= Required task =
Transcribe every line of the data below word for word, omitting the pictures.

Raw data:
======

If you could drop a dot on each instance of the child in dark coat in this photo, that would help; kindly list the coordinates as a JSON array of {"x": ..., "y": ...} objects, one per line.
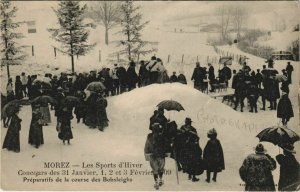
[
  {"x": 213, "y": 156},
  {"x": 285, "y": 109}
]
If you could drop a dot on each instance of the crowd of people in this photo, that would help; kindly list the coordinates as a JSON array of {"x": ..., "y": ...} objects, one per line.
[
  {"x": 251, "y": 85},
  {"x": 182, "y": 145},
  {"x": 256, "y": 170}
]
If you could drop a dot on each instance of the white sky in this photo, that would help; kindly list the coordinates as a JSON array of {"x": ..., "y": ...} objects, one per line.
[{"x": 189, "y": 12}]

======

= Output below =
If you could drop a dot on each instance of the child in dark coat in this photo, that would help; kindly list the coordinates as a JSON array of {"x": ..., "y": ...} objects, one per line.
[
  {"x": 213, "y": 156},
  {"x": 285, "y": 109}
]
If you could drop a dot on each instance of the crowd of people in this photo, that would help; kindly list the coordinates as a JSON array of {"x": ..., "y": ...} objects, one per line.
[
  {"x": 251, "y": 85},
  {"x": 182, "y": 145},
  {"x": 256, "y": 170}
]
If you could drop a dot on each instance of the white sky in this photo, that would help; kindly list the coordinates as a JSON array of {"x": ..., "y": ...} objects, one per line.
[{"x": 189, "y": 12}]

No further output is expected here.